:: EXERCISE INPUTS ::

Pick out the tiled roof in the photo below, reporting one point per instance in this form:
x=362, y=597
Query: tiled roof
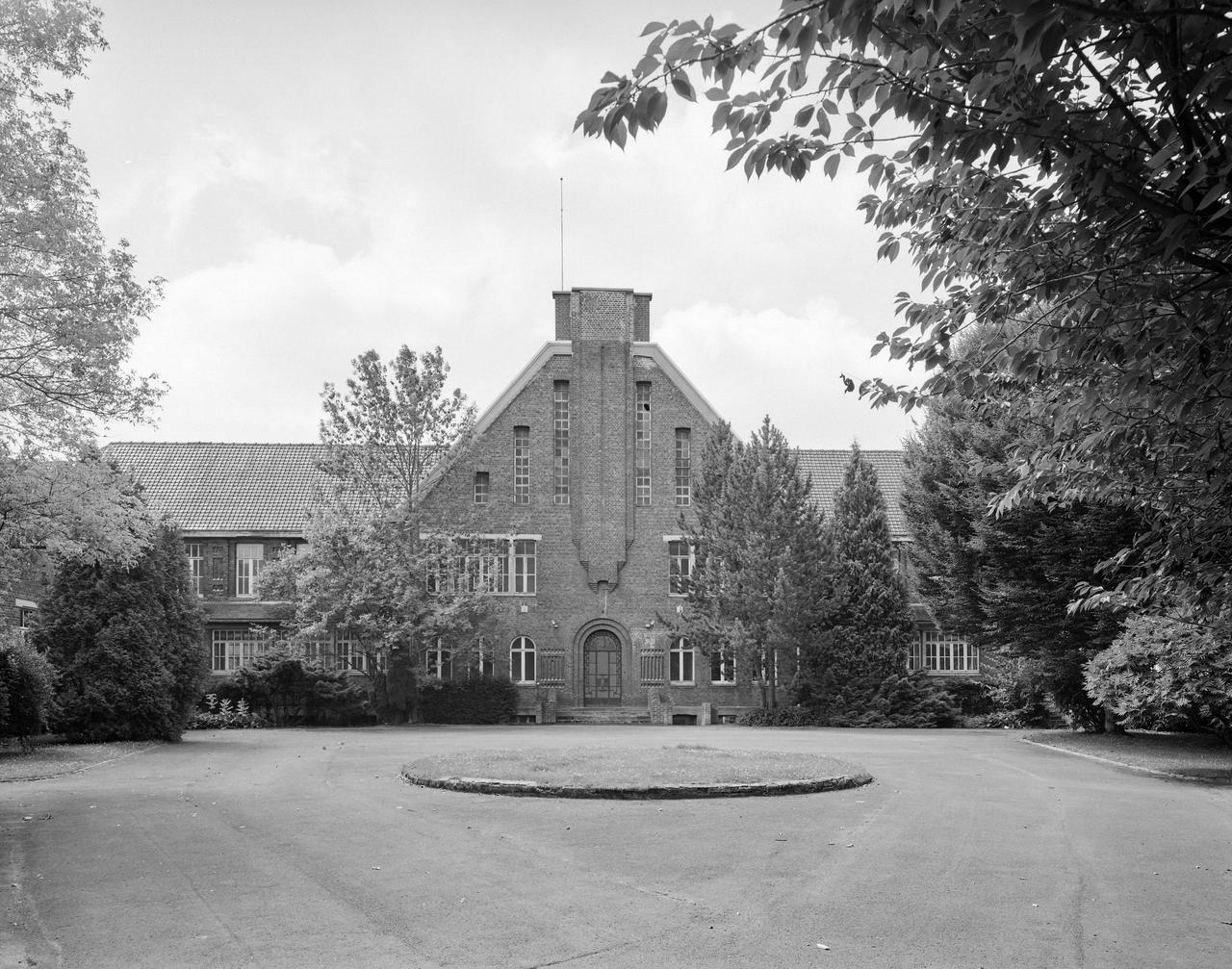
x=267, y=488
x=826, y=468
x=224, y=488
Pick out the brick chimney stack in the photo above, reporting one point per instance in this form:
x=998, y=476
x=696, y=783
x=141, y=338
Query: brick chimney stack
x=603, y=314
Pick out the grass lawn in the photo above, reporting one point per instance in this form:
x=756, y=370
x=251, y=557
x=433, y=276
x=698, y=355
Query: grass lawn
x=52, y=758
x=1191, y=754
x=614, y=767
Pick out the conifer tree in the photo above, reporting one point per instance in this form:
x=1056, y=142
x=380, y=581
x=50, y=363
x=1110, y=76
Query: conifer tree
x=760, y=574
x=862, y=646
x=1006, y=581
x=127, y=643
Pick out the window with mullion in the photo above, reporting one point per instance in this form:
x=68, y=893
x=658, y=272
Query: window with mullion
x=561, y=441
x=684, y=490
x=679, y=567
x=522, y=465
x=522, y=660
x=642, y=442
x=680, y=663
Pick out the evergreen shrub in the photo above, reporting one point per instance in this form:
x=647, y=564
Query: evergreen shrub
x=778, y=717
x=286, y=690
x=482, y=700
x=27, y=690
x=127, y=643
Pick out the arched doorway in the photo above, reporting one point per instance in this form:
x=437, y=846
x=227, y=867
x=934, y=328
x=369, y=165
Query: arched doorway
x=602, y=670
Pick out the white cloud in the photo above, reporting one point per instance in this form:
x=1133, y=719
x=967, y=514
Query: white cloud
x=751, y=364
x=299, y=166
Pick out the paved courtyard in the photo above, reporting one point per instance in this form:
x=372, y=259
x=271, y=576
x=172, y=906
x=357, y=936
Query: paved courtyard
x=303, y=849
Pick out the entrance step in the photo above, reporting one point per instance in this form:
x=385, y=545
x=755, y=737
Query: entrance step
x=603, y=716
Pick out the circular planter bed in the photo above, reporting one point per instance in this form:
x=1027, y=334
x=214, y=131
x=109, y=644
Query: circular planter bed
x=681, y=771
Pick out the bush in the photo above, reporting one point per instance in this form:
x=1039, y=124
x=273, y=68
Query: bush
x=27, y=690
x=483, y=700
x=286, y=690
x=222, y=714
x=1160, y=671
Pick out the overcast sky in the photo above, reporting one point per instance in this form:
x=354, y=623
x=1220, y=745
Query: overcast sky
x=313, y=179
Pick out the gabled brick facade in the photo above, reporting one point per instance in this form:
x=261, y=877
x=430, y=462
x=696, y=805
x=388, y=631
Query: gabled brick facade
x=578, y=478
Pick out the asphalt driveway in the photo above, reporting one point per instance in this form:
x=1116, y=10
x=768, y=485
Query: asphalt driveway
x=303, y=849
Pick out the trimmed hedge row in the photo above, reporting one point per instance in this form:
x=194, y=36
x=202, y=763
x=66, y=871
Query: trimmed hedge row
x=484, y=700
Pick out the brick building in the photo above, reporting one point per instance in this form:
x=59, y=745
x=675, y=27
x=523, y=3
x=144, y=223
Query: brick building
x=575, y=484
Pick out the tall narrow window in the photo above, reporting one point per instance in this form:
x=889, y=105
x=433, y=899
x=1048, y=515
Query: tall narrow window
x=680, y=661
x=679, y=567
x=684, y=493
x=196, y=565
x=561, y=440
x=249, y=562
x=642, y=444
x=722, y=666
x=524, y=567
x=439, y=661
x=522, y=465
x=522, y=660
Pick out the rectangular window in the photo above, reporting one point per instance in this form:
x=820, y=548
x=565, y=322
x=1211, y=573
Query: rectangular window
x=940, y=651
x=684, y=489
x=642, y=444
x=524, y=567
x=561, y=441
x=249, y=562
x=522, y=465
x=487, y=565
x=679, y=567
x=439, y=661
x=196, y=565
x=231, y=649
x=680, y=663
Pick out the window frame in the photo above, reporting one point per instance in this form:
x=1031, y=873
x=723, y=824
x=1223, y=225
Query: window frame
x=247, y=571
x=680, y=655
x=196, y=553
x=678, y=577
x=684, y=467
x=522, y=465
x=519, y=654
x=726, y=665
x=561, y=442
x=247, y=646
x=642, y=442
x=942, y=652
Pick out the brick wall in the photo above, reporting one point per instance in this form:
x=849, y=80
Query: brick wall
x=602, y=560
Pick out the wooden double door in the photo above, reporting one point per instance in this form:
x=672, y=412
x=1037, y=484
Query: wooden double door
x=602, y=670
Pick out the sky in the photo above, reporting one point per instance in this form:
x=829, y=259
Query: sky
x=315, y=179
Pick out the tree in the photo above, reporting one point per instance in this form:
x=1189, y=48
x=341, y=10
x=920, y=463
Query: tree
x=1006, y=581
x=760, y=576
x=370, y=571
x=127, y=643
x=69, y=305
x=862, y=646
x=1061, y=170
x=1160, y=671
x=69, y=308
x=27, y=688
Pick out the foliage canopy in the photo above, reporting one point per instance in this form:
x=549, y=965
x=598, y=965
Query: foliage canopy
x=1060, y=170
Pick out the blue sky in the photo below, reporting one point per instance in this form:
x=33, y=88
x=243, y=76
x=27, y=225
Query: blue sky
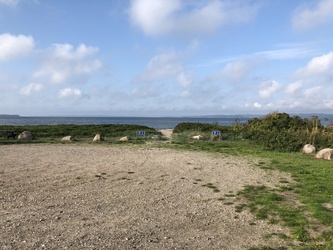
x=165, y=57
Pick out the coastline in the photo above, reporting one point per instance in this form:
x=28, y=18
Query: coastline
x=127, y=197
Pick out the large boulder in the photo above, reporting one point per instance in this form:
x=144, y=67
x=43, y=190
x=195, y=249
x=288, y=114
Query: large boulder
x=197, y=137
x=98, y=137
x=326, y=154
x=68, y=138
x=125, y=138
x=308, y=149
x=25, y=135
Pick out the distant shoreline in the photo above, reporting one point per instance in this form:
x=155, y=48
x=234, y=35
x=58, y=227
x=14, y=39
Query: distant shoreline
x=5, y=115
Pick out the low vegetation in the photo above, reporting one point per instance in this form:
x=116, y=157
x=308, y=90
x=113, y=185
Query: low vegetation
x=305, y=204
x=53, y=133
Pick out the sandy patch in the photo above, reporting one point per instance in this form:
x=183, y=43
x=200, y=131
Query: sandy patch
x=108, y=197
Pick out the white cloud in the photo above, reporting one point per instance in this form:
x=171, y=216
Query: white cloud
x=15, y=46
x=236, y=71
x=65, y=63
x=318, y=65
x=257, y=105
x=9, y=2
x=306, y=17
x=293, y=87
x=163, y=65
x=183, y=79
x=69, y=92
x=268, y=88
x=31, y=88
x=313, y=93
x=166, y=66
x=160, y=17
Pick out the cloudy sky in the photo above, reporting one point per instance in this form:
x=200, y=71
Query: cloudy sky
x=165, y=57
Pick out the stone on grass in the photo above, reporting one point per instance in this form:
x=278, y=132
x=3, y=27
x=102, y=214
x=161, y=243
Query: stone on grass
x=125, y=138
x=25, y=135
x=326, y=154
x=308, y=149
x=98, y=137
x=216, y=138
x=68, y=138
x=197, y=137
x=156, y=137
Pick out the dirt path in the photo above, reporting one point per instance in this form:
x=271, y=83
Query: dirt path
x=107, y=197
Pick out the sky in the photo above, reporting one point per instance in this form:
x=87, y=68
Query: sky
x=165, y=57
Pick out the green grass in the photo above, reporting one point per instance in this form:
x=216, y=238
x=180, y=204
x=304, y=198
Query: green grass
x=82, y=133
x=311, y=189
x=304, y=204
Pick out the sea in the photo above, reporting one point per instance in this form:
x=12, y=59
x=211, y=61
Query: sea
x=153, y=122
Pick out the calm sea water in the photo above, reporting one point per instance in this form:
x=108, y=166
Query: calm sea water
x=153, y=122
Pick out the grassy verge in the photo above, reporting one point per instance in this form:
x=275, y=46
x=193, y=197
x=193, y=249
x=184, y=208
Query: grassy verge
x=81, y=133
x=305, y=205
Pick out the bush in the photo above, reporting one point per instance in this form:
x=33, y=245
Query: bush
x=280, y=132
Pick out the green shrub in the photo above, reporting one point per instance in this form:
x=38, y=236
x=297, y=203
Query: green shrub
x=281, y=132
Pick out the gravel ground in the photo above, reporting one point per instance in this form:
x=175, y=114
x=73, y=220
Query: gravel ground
x=70, y=196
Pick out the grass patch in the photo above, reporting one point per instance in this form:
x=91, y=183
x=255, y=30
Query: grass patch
x=311, y=189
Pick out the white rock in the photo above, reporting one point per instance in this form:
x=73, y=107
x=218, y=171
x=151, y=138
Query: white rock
x=125, y=138
x=25, y=135
x=68, y=138
x=325, y=154
x=98, y=137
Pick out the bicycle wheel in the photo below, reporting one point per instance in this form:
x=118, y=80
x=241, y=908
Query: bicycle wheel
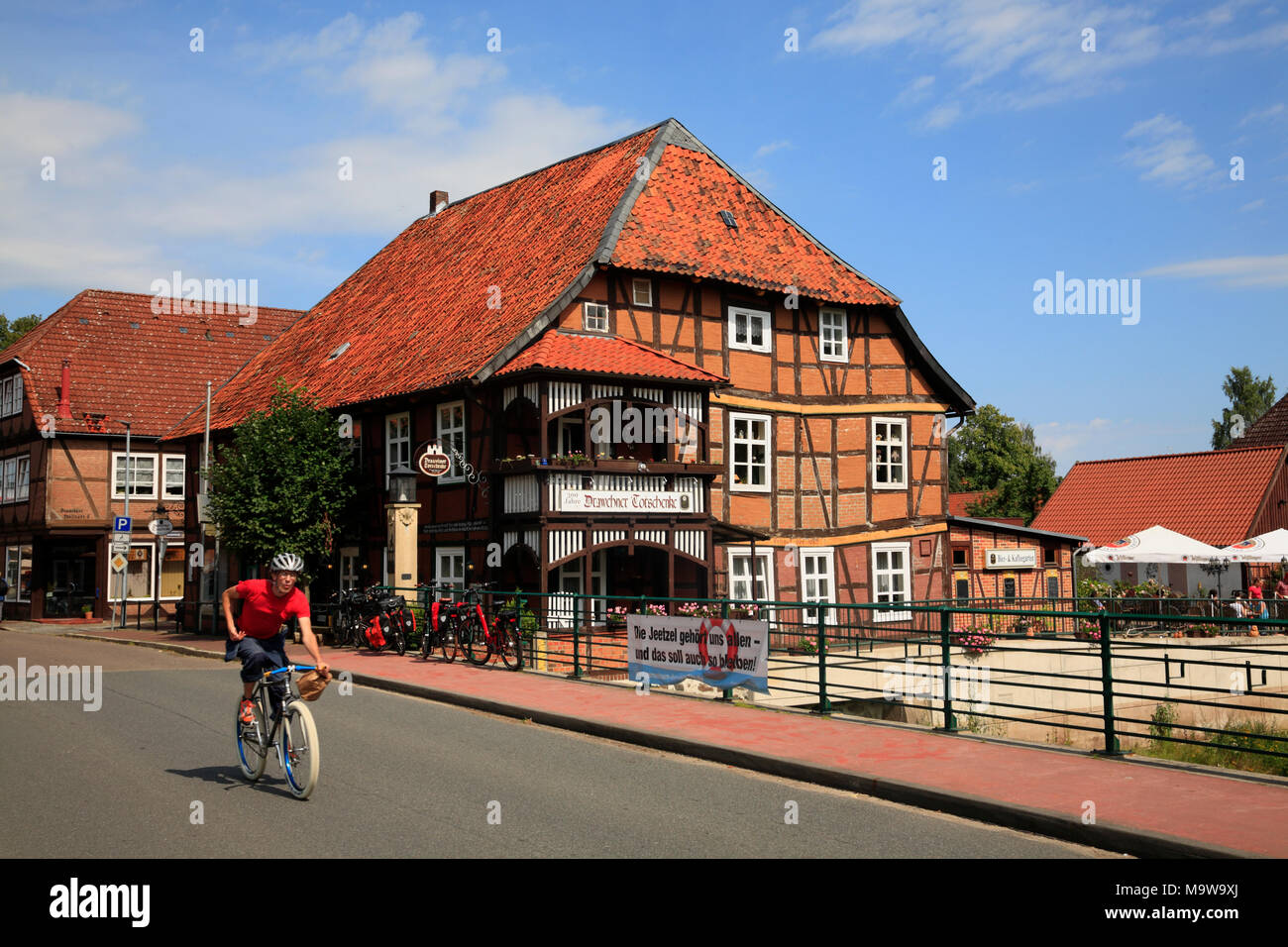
x=477, y=650
x=300, y=753
x=253, y=744
x=511, y=646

:: TASK DIRECTIONS ::
Quote the material word for word, beginning at its very start and stopping after the line that contains "x=299, y=166", and leave the pictures out of your answer.

:: FULL SOLUTION ::
Pick out the tiled roof in the photo below, reporting one point per instance in this form:
x=362, y=597
Query: tiled roof
x=267, y=488
x=826, y=468
x=224, y=488
Pick out the brick chimney stack in the photo above, reporting one point per instance in this form:
x=998, y=476
x=696, y=783
x=141, y=338
Query: brick chimney stack
x=603, y=314
Pick out the grass lawn in the photo above, reporting one point per instance in this form:
x=756, y=370
x=251, y=557
x=433, y=276
x=698, y=355
Query: grass lawn
x=52, y=758
x=1191, y=754
x=614, y=767
Pick out the conifer tree in the photo above, reporting one point per instance in this form:
x=1056, y=142
x=380, y=581
x=50, y=363
x=1110, y=76
Query: conifer tree
x=760, y=574
x=862, y=646
x=1006, y=581
x=127, y=643
Pick out the window with mullion in the photo above, reporting one point per instance in this form:
x=68, y=893
x=658, y=272
Query: window with mullion
x=561, y=441
x=684, y=490
x=679, y=567
x=522, y=465
x=522, y=660
x=642, y=442
x=680, y=663
Pick out the evergreen shrub in the photo above, reporting one point per instance in this form:
x=647, y=564
Query: evergreen shrub
x=778, y=717
x=286, y=690
x=482, y=700
x=27, y=690
x=127, y=643
Pick out the arched doorway in the photo above, reporting one point per instance in this form:
x=437, y=846
x=227, y=867
x=934, y=328
x=369, y=165
Query: arched doorway
x=602, y=670
Pick out the white cloud in the photo above, reporting one point per instance in this form:
x=1133, y=719
x=967, y=514
Query: white cloud
x=751, y=364
x=299, y=166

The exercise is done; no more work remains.